►
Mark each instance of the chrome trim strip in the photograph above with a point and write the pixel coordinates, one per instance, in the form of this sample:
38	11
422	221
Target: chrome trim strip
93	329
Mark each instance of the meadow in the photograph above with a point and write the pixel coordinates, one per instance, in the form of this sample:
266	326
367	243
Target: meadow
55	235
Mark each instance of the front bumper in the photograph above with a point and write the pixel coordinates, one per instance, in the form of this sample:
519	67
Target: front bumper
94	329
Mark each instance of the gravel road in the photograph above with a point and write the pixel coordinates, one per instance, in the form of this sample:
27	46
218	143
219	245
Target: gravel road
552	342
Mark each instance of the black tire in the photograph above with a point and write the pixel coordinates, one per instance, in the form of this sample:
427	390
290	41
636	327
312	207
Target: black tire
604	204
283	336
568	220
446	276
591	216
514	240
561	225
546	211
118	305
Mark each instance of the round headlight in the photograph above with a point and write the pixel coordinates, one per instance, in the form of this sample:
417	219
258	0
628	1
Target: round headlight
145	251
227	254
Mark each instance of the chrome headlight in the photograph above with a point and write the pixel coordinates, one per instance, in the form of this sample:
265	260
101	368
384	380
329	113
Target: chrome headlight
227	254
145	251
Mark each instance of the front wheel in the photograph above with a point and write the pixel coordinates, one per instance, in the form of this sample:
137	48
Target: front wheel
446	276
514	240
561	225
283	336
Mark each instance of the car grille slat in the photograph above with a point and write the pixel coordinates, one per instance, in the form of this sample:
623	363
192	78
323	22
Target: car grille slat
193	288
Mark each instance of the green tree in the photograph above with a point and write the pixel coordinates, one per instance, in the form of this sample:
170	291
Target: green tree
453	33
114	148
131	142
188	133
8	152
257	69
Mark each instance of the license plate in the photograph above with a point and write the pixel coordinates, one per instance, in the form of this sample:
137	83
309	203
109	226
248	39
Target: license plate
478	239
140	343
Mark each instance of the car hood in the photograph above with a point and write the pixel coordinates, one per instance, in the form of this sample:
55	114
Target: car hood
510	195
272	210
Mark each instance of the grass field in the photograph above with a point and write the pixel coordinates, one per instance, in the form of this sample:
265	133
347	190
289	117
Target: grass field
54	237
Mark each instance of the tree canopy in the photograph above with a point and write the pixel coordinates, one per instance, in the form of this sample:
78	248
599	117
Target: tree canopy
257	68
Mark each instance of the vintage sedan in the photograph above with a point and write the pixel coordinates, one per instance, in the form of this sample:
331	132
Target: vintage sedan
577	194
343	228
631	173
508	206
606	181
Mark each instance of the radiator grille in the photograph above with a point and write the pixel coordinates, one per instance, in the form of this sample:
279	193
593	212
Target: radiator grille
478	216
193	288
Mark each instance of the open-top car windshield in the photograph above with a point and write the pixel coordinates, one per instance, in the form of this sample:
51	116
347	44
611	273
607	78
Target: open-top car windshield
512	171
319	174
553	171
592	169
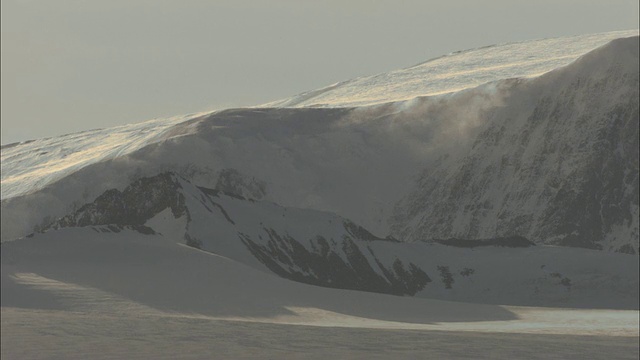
◄
▶ What you should do
Pictures are to be dropped; every line of the records is to be returned unchanged.

▶ Task response
Mark each instance of the chrome trim strip in the photograph above with a point and write the pixel coordinates, one per instance, in the form of this sample:
38	11
422	221
Target: chrome trim strip
93	329
Mark each instance of the meadow in the photograph above with a point and write the pixel coordinates, one per instance, in the form of this sample:
266	326
367	243
Target: meadow
55	235
Mark each instance of the front bumper in the photograph above with a point and write the pixel coordinates, one per instance, in the form of this sample:
519	67
Target: front bumper
94	329
Mark each instance of the gravel road in the photograph above with a point and write the pixel coordinates, one per instance, in the form of this sample:
27	46
218	143
219	245
Target: gravel road
552	342
Mark each instance of the black tire in the photograph above with a point and write the pixel coordinates, one per instance, in the form of this sample:
427	390
290	41
636	327
312	207
Target: black tire
604	204
283	336
568	220
446	276
591	216
514	240
561	225
546	211
118	305
Mark each instance of the round headlight in the photograph above with a point and write the pixel coordinates, one per instance, in the form of this sample:
417	219
258	0
628	1
Target: round headlight
145	251
227	254
Mark each instance of the chrome headlight in the photograph above with a point and write the pixel coordinates, one per instance, in the form of this sample:
265	260
101	368
384	380
329	113
Target: chrome headlight
227	254
145	251
Mark each instance of the front wheel in the photograph above with a point and write the pixel coordinates, one per instance, in the form of this sample:
137	48
Target: front wheel
446	276
514	240
561	225
283	336
Mark each instance of the car grille slat in the photograph above with a point and write the pixel coordinates, one per instance, in the form of this sample:
623	363
192	78
323	22
Target: car grille slat
193	288
Mark each instance of the green tree in the photograph above with a point and write the pixel coordinates, one per instance, in the form of this sample:
170	291
Target: green tree
453	33
114	148
131	142
188	133
8	152
257	69
Mark each instance of the license plate in the photograph above with a point and write the pixel coordinates, one per instance, in the form of this sample:
137	83
309	203
109	226
248	39
Target: license plate
478	239
140	343
Mark each instance of the car hood in the photograph above with a point and write the pixel coordinates, one per instance, in the form of this sample:
55	114
Target: car hood
510	195
272	210
Mark each instance of the grass field in the photograph above with a point and write the pixel coordinates, one per instance, in the form of this sample:
265	133
347	190
289	117
Target: grass field
54	237
Mark each instance of the tree canopy in the photograph above with a point and write the pixel coordinates, one per instance, in the form of this sample:
78	248
599	117
Target: tree canopy
257	68
Mark each instance of the vintage sedan in the photograph above with a point and write the pixel coordinates, one per instance, in the form of this sample:
331	132
Target: vintage sedan
577	194
343	228
631	173
508	206
606	181
Mark each instance of the radiator grille in the photograph above with a point and write the pixel coordinates, one per instance, in the form of this sample:
279	193
593	212
Target: radiator grille
478	216
193	288
Mark each instance of the open-top car windshield in the photograph above with a point and write the pixel coordinates, one per instance, in the form of this sample:
51	116
347	44
611	273
607	78
Target: open-top car windshield
512	171
319	174
553	171
592	169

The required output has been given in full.